* _Task input_

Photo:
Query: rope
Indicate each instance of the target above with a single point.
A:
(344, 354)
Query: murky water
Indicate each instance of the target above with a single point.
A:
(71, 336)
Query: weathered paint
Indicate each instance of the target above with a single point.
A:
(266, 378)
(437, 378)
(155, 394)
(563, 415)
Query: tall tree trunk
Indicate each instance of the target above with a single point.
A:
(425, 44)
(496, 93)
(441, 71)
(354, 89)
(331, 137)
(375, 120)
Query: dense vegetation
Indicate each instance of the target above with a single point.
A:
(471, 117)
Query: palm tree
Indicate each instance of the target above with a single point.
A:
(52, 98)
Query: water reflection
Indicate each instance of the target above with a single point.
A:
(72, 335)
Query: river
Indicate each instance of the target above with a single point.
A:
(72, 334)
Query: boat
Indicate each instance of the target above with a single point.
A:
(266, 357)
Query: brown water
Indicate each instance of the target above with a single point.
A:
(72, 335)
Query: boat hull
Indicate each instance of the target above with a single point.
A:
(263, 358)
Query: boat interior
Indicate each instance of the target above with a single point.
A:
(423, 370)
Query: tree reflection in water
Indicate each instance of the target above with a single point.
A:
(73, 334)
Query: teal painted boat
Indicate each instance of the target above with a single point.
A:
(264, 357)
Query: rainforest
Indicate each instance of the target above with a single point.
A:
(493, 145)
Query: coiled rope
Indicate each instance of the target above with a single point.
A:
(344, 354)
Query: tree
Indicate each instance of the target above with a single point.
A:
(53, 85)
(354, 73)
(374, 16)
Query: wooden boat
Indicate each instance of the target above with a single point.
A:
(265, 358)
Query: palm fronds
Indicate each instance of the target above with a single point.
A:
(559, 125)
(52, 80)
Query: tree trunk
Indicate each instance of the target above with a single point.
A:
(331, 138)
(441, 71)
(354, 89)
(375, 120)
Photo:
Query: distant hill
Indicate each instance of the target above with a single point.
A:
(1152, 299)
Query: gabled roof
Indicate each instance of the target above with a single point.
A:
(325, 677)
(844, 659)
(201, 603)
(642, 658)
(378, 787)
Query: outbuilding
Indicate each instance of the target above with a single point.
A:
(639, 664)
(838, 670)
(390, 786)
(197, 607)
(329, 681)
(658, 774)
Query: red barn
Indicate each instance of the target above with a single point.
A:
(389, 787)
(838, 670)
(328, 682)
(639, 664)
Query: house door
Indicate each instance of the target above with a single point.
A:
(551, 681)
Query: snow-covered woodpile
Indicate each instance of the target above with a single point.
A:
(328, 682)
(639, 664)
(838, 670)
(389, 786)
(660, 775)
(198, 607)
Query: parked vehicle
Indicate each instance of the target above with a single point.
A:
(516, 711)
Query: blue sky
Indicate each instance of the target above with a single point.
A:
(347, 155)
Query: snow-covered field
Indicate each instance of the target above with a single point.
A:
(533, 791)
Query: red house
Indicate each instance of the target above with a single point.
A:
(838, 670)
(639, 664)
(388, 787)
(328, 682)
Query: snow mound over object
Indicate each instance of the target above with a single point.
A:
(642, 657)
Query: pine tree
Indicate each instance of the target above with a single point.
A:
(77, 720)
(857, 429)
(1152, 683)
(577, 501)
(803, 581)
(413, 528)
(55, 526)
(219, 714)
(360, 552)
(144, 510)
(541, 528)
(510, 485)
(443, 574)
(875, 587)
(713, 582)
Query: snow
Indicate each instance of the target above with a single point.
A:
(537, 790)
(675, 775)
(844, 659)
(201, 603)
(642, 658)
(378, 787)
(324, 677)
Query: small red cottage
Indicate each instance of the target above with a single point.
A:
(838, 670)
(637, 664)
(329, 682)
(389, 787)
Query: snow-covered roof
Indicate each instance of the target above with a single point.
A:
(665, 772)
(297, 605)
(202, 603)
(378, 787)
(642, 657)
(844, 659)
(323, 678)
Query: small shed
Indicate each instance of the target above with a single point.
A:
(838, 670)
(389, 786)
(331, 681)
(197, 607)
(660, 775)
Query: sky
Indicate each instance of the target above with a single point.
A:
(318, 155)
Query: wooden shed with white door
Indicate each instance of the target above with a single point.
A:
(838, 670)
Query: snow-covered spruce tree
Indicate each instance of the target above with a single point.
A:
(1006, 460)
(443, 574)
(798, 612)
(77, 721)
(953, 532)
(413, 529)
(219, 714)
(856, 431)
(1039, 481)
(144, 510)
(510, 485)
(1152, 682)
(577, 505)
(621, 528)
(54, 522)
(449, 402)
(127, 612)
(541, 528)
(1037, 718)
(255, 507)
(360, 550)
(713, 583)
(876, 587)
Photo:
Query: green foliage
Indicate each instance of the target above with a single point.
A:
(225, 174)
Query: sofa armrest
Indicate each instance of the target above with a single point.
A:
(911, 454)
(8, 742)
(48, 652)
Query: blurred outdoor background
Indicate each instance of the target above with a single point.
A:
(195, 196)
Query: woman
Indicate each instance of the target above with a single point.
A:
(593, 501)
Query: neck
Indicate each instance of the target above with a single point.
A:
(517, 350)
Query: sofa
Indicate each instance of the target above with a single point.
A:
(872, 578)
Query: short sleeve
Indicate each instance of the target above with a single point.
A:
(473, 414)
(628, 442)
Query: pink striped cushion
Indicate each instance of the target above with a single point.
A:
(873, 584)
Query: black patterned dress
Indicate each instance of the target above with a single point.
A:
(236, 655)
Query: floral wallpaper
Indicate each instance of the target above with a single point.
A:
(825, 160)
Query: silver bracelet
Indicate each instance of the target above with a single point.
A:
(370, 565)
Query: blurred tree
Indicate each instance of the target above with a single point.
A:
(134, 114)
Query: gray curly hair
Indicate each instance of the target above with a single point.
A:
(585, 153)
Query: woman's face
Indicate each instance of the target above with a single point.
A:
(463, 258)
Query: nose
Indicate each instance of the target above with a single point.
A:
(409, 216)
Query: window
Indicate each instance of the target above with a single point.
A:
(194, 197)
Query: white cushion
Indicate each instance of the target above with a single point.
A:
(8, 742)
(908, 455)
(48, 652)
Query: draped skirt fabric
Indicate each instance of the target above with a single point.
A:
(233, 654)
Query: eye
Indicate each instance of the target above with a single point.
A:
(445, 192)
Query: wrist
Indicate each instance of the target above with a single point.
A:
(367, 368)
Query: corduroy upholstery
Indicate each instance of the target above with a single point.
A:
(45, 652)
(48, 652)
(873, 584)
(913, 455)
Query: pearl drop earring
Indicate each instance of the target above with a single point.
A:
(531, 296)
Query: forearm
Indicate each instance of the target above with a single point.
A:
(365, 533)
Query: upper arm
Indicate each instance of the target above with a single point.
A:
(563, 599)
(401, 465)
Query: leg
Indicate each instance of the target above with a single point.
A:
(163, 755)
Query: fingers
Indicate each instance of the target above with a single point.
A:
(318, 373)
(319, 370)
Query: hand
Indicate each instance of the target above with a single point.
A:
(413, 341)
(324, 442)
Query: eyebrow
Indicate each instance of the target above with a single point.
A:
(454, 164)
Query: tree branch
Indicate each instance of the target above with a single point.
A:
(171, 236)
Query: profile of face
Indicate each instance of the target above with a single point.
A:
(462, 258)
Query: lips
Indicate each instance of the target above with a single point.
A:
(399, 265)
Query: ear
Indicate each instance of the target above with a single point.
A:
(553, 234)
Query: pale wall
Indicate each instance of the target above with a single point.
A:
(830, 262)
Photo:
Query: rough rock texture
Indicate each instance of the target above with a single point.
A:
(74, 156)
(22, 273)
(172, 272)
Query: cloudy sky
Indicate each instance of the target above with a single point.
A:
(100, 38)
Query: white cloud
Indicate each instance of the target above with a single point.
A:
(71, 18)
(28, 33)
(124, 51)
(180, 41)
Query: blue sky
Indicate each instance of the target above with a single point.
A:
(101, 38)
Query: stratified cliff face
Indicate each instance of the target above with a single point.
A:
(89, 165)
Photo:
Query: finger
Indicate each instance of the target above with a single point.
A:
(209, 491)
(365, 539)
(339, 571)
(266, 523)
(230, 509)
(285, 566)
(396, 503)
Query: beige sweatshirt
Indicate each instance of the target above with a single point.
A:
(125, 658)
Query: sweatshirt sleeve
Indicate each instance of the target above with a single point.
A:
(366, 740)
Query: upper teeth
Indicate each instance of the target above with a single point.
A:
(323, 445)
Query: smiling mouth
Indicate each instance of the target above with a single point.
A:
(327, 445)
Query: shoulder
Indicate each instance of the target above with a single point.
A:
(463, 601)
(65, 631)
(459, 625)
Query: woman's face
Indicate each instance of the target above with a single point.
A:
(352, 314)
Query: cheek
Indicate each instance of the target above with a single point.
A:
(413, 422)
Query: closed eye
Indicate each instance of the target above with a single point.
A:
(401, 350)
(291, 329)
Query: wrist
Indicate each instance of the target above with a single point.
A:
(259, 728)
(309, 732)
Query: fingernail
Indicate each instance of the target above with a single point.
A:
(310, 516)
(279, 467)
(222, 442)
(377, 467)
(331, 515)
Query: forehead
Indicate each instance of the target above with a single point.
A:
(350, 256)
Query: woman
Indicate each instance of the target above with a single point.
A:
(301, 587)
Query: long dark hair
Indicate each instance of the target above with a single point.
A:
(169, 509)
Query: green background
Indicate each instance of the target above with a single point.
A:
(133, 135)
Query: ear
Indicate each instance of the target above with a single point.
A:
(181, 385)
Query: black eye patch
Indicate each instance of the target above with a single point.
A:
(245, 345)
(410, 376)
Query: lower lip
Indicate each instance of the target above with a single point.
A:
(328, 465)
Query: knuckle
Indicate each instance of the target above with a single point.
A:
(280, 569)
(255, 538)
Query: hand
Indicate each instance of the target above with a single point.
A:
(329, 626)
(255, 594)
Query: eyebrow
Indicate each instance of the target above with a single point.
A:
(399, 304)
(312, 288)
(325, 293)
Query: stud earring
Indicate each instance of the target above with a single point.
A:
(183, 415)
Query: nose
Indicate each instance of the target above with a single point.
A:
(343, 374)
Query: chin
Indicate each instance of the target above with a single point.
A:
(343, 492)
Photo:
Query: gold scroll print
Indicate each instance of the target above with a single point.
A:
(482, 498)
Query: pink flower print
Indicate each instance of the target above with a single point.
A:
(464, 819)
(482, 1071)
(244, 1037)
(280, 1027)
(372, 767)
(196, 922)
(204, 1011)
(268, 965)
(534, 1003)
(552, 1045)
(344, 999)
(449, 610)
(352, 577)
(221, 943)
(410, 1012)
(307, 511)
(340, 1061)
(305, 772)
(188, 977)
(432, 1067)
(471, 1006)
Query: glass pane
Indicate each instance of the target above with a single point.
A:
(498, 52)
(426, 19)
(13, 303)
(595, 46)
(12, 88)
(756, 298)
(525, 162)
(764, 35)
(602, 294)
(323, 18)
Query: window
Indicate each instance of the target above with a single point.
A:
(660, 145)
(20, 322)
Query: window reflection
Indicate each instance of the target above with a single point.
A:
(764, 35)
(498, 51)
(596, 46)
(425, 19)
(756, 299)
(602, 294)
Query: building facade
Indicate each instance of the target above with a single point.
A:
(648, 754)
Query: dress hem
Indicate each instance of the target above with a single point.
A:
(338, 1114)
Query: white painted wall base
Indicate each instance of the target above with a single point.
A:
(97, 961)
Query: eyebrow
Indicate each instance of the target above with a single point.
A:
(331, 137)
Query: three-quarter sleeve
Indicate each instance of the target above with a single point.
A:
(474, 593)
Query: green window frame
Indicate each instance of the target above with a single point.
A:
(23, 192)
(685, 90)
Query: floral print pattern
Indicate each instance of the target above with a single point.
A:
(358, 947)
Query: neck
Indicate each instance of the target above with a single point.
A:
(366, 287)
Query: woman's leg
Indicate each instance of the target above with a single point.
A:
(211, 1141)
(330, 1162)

* _Do this_
Repeat word for word each line from the one with "Query: window reflection" to the end of the records above, inclusive.

* _Exercise result_
Query: window reflection
Indicate each instance of the target above with a single point.
A:
(764, 35)
(498, 51)
(596, 46)
(425, 19)
(756, 299)
(602, 294)
Query: building facade
Indicate each instance of the target above with a single point.
A:
(648, 754)
Query: dress hem
Indicate each instance of the target above with a single point.
A:
(338, 1114)
Query: white painted wall base
Indicate each instance of the target above with a single point.
A:
(97, 961)
Query: eyebrow
Indicate each instance of the target above with a single point.
A:
(331, 137)
Query: three-quarter sleeve
Indicate each instance of the target above with a single point.
A:
(474, 593)
Query: green window frame
Indicate each instance of the target above with a single point.
A:
(23, 192)
(685, 90)
Query: floral print pattern
Indicate each instance of the target above with a single point.
A:
(358, 947)
Query: neck
Indicate each instance of the target above with a single point.
A:
(366, 287)
Query: woman's leg
Indicate each instance of the target above with a single point.
A:
(211, 1141)
(330, 1162)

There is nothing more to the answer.